## BEGIN Page extract

At the time when Virginia became known
to the whites, it was occupied by many different tribes
of Indians, attached to different nations. That
portion of the state lying north west of the Blue ridge,
and extending to the lakes was possessed by the Massawomees.
These were a powerful confederacy, rarely in amity
with the tribes east of that range of mountains; but
generally harrassing them by frequent hostile irruptions
into their country. Of their subsequent history,
nothing is now known. They are supposed by some
to have been the ancestors of the Six Nations.
It is however more probable, that they afterwards became
incorporated with these, as did several other tribes
of Indians, who used a language so essentially different
from that spoken by the Six Nations, as to render
the intervention of interpreters necessary between
them.
As settlements were extended from
the sea shore, the Massawomees gradually retired;
and when the white population reached the Blue ridge
of mountains, the valley between it and the Alleghany,
was entirely uninhabited. This delightful region
of country was then only used as a hunting ground,
and as a highway for belligerant parties of different
nations, in their military expeditions against each
other. In consequence of the almost continued
hostilities between the northern and southern Indians,
these expeditions were very frequent, and tended somewhat
to retard the settlement of the valley, and render
a residence in it, for some time, insecure and unpleasant.
Between the Alleghany mountains and the Ohio river,
within the present limits of Virginia, there were
some villages interspersed, inhabited by small numbers
of Indians; the most of whom retired north west
of that river, as the tide of emigration rolled towards
it. Some however remained in the interior, after
settlements began to be made in their vicinity.

## END Page extract
## BEGIN Provided material

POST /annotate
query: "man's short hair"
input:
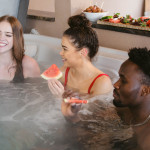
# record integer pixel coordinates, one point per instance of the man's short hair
(141, 57)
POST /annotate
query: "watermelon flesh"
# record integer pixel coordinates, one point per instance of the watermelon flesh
(52, 72)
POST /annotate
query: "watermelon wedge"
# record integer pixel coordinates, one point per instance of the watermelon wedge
(51, 73)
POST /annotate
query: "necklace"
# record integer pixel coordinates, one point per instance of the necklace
(142, 123)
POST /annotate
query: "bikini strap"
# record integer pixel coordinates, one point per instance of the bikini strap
(66, 76)
(89, 90)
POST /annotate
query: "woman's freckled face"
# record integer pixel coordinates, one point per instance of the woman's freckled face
(70, 56)
(6, 37)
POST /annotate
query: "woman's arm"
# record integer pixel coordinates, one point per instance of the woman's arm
(30, 67)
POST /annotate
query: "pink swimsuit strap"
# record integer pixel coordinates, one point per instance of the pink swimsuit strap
(89, 89)
(66, 76)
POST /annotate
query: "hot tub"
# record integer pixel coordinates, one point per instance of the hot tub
(31, 119)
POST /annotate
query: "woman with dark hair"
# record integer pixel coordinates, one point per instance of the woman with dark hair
(79, 46)
(14, 64)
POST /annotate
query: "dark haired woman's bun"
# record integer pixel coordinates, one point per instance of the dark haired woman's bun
(78, 21)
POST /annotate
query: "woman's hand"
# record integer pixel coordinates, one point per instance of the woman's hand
(70, 110)
(56, 87)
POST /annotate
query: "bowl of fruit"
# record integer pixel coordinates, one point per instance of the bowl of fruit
(94, 13)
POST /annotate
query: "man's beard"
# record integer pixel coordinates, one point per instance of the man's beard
(118, 103)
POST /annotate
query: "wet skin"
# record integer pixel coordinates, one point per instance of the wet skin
(127, 90)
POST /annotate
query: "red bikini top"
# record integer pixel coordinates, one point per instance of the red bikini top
(89, 89)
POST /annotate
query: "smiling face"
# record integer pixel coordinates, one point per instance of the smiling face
(127, 90)
(6, 37)
(70, 56)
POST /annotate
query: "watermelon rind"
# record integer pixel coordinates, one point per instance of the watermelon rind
(47, 78)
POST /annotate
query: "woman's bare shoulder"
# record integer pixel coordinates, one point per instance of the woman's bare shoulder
(30, 67)
(63, 70)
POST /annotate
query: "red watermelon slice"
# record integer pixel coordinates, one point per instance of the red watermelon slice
(51, 73)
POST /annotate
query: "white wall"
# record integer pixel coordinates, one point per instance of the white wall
(42, 5)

## END Provided material

▸ **Requirements**:
**1.** List every mountain range and river named in the passage on Virginia's Indian tribes.
**2.** From the passage on Virginia's Indian tribes, extract the text that begins at the words "Between the Alleghany" and stops after the words "in their vicinity.".
**3.** Rewrite the paragraph of the Virginia tribes passage that begins "At the time when Virginia became known" as a short list of its main facts.
Work only from the text about Virginia's early Indian tribes.

▸ **Answer list**:
**1.**
- Blue ridge
- Alleghany mountains
- Ohio river

**2.**
Between the Alleghany mountains and the Ohio river,
within the present limits of Virginia, there were
some villages interspersed, inhabited by small numbers
of Indians; the most of whom retired north west
of that river, as the tide of emigration rolled towards
it. Some however remained in the interior, after
settlements began to be made in their vicinity.

**3.**
- When the whites came to know Virginia, many different Indian tribes, belonging to different nations, occupied it.
- The Massawomees held the land northwest of the Blue ridge, extending to the lakes.
- They were a powerful confederacy that was rarely at peace with the tribes east of the mountains and often raided their country.
- Nothing is now known of their later history.
- Some suppose they were the ancestors of the Six Nations. It is more probable that they were later absorbed into the Six Nations, as several other tribes were.
- Those other tribes spoke languages so different from that of the Six Nations that interpreters were needed between them.